Activity:
When you reach the line containing "Point to the sidewalk." in the entries below, repeat it and each line after it exactly until the entries end.

Records:

┄┄┄┄┄┄┄┄┄┄

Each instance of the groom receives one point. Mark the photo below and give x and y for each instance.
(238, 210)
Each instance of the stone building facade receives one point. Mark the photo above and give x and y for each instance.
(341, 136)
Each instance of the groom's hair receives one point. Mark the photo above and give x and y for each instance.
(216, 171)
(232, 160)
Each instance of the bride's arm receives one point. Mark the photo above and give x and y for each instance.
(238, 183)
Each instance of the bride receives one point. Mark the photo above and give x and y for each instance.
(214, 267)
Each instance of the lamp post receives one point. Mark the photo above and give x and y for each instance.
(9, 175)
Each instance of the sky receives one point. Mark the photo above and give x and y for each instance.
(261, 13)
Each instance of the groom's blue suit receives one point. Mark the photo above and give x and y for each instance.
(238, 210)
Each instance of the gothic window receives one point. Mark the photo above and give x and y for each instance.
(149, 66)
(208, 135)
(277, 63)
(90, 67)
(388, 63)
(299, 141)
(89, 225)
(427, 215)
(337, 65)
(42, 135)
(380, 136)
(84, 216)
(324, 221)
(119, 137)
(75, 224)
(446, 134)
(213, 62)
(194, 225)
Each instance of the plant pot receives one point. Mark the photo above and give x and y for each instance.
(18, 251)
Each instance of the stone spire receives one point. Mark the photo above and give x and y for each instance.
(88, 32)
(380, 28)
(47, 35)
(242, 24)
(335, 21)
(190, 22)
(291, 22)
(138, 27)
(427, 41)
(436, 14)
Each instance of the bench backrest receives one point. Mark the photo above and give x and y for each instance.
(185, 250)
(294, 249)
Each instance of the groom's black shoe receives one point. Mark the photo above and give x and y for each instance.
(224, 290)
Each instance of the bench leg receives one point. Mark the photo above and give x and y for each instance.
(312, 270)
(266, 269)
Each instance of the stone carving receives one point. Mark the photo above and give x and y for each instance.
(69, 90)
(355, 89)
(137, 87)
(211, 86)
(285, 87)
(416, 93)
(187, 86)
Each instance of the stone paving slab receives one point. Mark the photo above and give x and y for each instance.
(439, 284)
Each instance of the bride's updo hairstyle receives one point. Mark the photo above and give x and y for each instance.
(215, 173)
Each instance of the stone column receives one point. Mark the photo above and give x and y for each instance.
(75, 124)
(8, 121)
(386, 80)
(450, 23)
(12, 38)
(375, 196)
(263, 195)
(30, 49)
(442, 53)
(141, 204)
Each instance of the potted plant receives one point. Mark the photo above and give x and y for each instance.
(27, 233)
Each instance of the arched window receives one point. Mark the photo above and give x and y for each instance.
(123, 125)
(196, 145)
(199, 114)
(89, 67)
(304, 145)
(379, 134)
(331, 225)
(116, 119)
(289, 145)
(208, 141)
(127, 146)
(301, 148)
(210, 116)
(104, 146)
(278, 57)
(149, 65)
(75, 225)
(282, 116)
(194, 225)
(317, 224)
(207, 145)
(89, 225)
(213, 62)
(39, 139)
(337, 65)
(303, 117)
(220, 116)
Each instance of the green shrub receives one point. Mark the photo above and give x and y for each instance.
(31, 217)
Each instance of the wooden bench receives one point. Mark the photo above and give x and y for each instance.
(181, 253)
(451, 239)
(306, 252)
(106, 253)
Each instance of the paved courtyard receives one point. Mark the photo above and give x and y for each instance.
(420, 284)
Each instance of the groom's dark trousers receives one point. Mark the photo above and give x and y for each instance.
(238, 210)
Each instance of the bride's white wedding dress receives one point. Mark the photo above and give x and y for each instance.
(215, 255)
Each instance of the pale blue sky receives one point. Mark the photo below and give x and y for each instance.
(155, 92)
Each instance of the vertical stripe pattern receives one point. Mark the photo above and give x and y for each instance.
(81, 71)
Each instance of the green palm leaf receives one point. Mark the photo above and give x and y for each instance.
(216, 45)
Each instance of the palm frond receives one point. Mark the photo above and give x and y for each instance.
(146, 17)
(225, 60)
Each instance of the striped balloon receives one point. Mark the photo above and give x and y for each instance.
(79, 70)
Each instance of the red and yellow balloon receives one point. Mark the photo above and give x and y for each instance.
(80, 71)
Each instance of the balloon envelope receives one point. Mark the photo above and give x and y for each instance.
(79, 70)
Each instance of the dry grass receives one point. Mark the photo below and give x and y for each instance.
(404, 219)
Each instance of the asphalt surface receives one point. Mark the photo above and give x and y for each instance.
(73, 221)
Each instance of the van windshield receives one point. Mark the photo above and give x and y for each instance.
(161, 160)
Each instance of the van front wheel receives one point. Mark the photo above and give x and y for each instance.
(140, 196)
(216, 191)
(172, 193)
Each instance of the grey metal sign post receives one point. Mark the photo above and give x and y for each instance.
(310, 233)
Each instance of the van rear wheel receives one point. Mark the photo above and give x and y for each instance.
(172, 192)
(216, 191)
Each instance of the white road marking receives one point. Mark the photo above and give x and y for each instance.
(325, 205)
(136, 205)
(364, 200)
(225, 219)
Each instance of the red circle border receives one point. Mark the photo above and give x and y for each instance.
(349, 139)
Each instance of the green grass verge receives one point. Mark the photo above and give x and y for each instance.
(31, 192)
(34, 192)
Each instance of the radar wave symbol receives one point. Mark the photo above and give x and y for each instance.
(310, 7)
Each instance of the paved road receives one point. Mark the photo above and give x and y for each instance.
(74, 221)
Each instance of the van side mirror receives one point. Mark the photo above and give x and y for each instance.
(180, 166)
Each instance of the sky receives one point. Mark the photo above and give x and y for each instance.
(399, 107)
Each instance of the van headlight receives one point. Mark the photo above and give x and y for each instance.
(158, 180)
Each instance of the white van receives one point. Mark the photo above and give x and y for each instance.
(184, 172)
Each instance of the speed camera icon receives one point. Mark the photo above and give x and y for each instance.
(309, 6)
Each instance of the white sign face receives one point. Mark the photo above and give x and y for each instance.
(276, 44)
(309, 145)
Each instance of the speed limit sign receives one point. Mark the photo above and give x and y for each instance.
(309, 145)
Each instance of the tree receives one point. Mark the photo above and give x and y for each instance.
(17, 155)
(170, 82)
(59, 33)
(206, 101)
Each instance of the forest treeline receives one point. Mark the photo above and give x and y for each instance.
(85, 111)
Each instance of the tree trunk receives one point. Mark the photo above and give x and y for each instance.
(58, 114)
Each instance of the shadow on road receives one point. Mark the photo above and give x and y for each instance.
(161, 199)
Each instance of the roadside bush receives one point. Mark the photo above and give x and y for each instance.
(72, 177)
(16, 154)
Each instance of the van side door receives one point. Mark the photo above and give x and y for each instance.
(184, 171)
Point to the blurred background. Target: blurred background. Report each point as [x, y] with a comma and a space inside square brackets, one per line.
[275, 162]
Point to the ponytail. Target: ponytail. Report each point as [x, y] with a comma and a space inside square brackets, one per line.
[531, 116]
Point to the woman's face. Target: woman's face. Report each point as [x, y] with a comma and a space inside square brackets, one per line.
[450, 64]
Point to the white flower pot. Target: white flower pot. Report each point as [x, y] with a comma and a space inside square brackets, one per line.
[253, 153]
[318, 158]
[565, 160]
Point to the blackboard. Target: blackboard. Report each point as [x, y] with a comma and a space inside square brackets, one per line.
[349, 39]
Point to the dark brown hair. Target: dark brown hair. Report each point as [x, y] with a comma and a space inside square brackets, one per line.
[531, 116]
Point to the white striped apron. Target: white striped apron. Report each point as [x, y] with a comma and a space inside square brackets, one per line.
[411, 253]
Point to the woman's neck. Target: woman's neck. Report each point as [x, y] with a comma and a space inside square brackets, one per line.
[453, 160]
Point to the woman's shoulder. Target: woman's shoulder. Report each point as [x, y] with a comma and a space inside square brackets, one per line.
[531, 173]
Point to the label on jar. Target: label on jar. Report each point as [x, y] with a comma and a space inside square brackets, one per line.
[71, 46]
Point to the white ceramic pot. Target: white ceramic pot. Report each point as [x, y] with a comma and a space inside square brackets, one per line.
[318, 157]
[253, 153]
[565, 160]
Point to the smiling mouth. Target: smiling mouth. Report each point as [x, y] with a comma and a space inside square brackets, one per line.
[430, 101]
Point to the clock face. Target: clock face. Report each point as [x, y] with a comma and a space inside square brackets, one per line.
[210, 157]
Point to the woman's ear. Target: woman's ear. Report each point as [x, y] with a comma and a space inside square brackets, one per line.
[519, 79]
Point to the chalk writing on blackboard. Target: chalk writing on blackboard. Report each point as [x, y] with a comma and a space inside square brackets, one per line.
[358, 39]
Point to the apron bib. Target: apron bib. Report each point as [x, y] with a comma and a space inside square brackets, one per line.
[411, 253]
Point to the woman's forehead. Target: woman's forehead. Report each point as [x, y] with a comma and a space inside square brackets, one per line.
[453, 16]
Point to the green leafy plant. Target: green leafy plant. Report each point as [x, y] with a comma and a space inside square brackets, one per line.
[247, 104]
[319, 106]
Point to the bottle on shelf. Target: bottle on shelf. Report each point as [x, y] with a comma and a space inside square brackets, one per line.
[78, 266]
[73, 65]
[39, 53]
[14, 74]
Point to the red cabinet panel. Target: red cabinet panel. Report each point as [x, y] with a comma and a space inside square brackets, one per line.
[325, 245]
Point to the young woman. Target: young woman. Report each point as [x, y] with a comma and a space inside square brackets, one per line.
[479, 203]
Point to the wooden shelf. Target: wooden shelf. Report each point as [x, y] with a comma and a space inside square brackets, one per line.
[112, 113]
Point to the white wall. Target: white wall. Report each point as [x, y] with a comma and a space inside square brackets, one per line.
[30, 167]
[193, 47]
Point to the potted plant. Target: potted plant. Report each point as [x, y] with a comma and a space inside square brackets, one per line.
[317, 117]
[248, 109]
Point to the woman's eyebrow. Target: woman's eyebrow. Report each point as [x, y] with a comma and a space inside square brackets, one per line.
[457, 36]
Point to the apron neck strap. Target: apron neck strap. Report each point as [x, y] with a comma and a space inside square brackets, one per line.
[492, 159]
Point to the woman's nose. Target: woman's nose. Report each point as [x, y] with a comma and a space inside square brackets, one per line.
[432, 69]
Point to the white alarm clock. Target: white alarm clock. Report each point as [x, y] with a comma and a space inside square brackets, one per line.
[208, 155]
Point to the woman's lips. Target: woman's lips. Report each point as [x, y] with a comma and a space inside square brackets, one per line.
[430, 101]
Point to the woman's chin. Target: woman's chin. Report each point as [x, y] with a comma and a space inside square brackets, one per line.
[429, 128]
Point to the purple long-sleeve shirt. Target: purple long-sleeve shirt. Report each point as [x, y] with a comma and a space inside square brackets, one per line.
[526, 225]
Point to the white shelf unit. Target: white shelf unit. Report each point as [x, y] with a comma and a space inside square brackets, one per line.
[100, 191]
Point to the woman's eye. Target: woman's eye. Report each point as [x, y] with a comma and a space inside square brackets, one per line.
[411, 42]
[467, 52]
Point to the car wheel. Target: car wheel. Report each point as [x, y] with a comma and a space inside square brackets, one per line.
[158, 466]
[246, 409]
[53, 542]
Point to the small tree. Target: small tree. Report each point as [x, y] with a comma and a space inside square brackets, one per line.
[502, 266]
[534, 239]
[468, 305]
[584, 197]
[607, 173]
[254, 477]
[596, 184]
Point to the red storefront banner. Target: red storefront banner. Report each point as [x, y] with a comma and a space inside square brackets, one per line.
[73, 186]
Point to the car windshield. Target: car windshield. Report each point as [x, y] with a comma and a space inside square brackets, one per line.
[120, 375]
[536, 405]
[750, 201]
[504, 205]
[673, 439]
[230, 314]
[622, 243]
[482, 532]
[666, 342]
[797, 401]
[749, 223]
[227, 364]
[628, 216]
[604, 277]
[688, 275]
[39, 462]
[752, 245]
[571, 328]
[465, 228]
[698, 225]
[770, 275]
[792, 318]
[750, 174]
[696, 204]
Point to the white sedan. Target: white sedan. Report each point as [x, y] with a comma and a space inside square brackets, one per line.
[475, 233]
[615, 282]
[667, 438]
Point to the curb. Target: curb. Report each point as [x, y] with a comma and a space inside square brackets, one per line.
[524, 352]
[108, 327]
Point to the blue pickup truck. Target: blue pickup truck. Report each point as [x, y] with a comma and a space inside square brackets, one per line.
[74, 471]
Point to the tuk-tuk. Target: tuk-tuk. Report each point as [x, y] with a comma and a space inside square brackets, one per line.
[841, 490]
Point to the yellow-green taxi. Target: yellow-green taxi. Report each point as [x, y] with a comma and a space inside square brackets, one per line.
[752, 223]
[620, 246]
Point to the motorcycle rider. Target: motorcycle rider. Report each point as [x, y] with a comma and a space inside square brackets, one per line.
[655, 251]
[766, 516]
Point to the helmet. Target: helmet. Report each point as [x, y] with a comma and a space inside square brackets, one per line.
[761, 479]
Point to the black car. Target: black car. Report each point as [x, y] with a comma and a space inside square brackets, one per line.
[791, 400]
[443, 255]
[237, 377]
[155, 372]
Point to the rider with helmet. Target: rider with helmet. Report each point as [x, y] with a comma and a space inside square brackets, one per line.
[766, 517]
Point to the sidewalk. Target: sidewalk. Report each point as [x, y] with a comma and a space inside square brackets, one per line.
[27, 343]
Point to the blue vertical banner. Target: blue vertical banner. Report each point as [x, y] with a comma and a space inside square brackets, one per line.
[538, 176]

┄┄┄┄┄┄┄┄┄┄

Exercise answer:
Point to the sidewalk. Target: sidewalk. Report each point as [x, y] with a comma and a space inside square brackets, one per line.
[27, 343]
Point to the blue vertical banner. Target: blue vertical banner. Report each point as [x, y] with a comma and a space inside square brackets, one per line.
[538, 176]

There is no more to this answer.